=== BRANO DI LETTURA ===

Il contributo è tratto da Storia della civiltà europea a cura di Umberto Eco, edizione in 75 ebook
Nei primi tre decenni del XV secolo la parte peninsulare dell’Italia meridionale, il Regno di Napoli, è ancora soggetta alla dominazione angioina. Ma dopo una sanguinosa guerra viene conquistata nel 1442 da Alfonso V d’Aragona. Con lui il Regno di Napoli acquisisce una dinastia autonoma e indipendente. Insieme con la Sardegna e la Sicilia già aragonesi, dunque, tutto il Mezzogiorno entra a far parte dell’impero mediterraneo catalano-aragonese, vivendo un’intensa stagione di sviluppo economico e di rinnovamento politico-amministrativo. A seguito della guerra franco-spagnola di fine secolo, il Regno di Napoli perde la sua indipendenza: dopo un breve periodo francese viene conquistato da Ferdinando il Cattolico e assoggettato alla dominazione spagnola (1503-1707).
Dopo un periodo di indipendenza, la Sicilia nel 1409 ritorna agli Aragonesi, passando dapprima a Martino il Vecchio, poi al suo successore Ferdinando di Trastámara, quindi ad Alfonso V il Magnanimo. Dal primo Quattrocento la Sicilia comincia a essere governata da viceré.

=== DATI ===

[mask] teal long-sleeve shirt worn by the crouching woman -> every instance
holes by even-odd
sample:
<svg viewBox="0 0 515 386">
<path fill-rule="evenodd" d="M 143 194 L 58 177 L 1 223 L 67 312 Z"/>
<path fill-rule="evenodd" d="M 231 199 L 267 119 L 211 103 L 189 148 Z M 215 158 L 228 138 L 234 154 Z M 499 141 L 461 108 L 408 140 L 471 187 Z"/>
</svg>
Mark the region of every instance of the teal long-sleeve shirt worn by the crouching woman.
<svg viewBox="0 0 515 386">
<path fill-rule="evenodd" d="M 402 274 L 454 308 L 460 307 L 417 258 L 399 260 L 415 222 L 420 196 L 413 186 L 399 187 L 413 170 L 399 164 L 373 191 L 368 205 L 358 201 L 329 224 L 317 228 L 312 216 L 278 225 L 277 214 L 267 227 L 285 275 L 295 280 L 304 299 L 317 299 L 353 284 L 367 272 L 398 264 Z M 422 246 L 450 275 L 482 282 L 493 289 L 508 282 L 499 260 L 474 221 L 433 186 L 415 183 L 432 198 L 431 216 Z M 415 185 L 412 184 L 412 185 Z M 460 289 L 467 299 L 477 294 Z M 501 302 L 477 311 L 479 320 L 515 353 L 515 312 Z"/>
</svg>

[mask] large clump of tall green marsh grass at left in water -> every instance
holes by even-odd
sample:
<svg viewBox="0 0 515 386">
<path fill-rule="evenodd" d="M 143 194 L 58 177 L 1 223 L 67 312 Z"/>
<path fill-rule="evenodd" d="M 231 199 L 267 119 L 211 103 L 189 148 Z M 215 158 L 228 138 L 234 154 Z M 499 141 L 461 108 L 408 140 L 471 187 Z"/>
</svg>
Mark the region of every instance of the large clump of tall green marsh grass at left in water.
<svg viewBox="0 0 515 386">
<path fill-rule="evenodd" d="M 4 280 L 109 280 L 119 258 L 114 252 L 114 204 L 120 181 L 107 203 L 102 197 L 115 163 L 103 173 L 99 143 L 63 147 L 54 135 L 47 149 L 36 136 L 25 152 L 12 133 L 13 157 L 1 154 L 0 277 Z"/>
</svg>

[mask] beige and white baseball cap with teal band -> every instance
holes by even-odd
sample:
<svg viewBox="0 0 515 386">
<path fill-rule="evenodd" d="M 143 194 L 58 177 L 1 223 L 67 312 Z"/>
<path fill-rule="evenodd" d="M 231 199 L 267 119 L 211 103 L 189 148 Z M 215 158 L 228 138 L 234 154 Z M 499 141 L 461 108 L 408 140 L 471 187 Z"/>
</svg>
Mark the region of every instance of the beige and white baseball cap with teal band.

===

Secondo il brano sul Mezzogiorno nel Quattrocento, in quale anno Alfonso V d'Aragona conquista il Regno di Napoli?

- _SPAZIO RISPOSTA_: Nel 1442.